* **Exercise brief**: Copy out the lines of the entries below without any change, starting at the first line of the entries and ending at the line that contains "[[389, 212, 425, 242]]", with both ends included. Leave the pictures out of your answer.

* **Given information**:
###

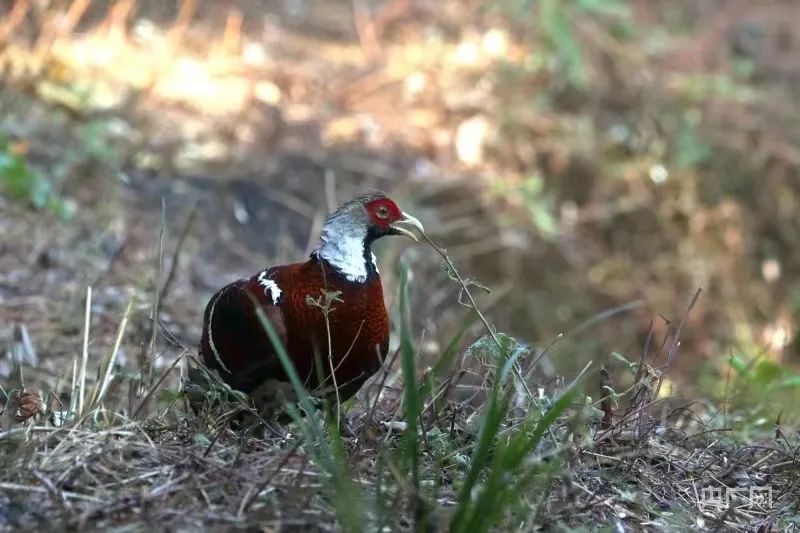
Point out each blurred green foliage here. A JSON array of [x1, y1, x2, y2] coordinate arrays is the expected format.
[[0, 137, 74, 220]]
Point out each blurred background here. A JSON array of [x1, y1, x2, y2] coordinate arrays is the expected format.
[[0, 0, 800, 412]]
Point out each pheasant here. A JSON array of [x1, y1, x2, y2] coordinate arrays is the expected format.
[[200, 192, 424, 409]]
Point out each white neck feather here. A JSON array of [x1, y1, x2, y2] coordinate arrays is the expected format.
[[313, 222, 377, 283]]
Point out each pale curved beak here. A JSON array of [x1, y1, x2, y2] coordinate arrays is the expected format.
[[389, 212, 425, 242]]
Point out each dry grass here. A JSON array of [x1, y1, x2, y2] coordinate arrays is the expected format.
[[0, 1, 800, 531]]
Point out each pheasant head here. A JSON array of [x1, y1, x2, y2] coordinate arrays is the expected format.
[[311, 192, 425, 283]]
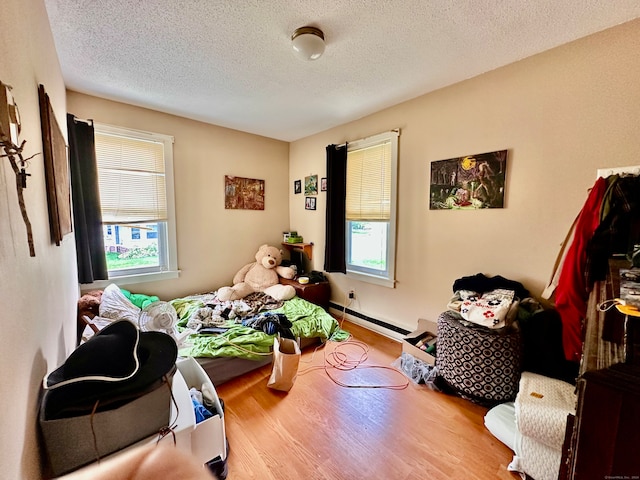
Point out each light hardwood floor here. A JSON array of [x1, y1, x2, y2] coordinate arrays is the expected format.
[[217, 322, 519, 480]]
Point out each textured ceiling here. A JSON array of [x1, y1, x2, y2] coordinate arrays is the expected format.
[[45, 0, 640, 141]]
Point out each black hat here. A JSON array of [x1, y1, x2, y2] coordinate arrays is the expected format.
[[43, 320, 178, 420]]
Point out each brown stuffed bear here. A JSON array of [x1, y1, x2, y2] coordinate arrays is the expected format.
[[76, 290, 102, 345], [218, 244, 296, 301]]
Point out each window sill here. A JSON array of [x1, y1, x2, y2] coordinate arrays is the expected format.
[[80, 270, 180, 290], [347, 270, 396, 288]]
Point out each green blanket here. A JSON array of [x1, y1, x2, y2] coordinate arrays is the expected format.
[[171, 296, 349, 360]]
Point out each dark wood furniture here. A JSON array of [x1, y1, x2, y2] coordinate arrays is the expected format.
[[558, 258, 640, 480], [560, 363, 640, 480], [280, 278, 331, 310]]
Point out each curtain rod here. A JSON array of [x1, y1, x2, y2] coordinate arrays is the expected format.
[[336, 128, 400, 148], [73, 115, 93, 125]]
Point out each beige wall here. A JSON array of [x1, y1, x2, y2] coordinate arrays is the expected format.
[[0, 0, 78, 479], [67, 91, 289, 300], [290, 17, 640, 330]]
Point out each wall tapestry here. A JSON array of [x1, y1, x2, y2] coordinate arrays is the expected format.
[[224, 175, 264, 210], [304, 175, 318, 195], [429, 150, 507, 210], [38, 85, 71, 245]]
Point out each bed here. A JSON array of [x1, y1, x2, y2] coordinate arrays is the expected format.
[[78, 284, 349, 385]]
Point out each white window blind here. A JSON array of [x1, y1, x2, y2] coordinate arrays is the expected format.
[[95, 132, 168, 224], [346, 141, 392, 221]]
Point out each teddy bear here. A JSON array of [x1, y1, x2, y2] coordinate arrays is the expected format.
[[218, 244, 296, 301]]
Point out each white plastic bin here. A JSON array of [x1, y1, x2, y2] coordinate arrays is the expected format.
[[176, 357, 227, 463]]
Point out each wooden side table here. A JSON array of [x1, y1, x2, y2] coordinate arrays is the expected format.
[[280, 278, 331, 310]]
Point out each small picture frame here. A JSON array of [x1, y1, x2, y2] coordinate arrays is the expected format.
[[304, 197, 316, 210], [304, 175, 318, 195]]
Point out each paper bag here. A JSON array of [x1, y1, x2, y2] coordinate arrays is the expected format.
[[267, 336, 300, 392]]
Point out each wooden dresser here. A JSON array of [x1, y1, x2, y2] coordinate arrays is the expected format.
[[560, 363, 640, 480]]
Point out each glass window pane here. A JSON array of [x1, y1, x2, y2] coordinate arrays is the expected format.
[[103, 222, 163, 276], [347, 222, 389, 272]]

###

* **Output below**:
Point out each blurred green foliage here. A JSON array of [x1, y1, x2, y2] coordinate arrays is the expected format.
[[0, 137, 74, 220]]
Point out each blurred background here. A JSON array of [x1, y1, x2, y2] coordinate arrays is the expected format.
[[0, 0, 800, 412]]
Point out each pheasant here. A JSON array of [x1, y1, x2, y2] coordinate arrays is the expected format.
[[200, 192, 424, 409]]
Point out each white neck feather here. A JSON array of [x1, y1, x2, y2] coordinate arrays is the expected format.
[[313, 222, 377, 283]]
Point out each pale curved beak here. A JSON array of [x1, y1, x2, y2] coordinate arrays is the expected format.
[[389, 212, 425, 242]]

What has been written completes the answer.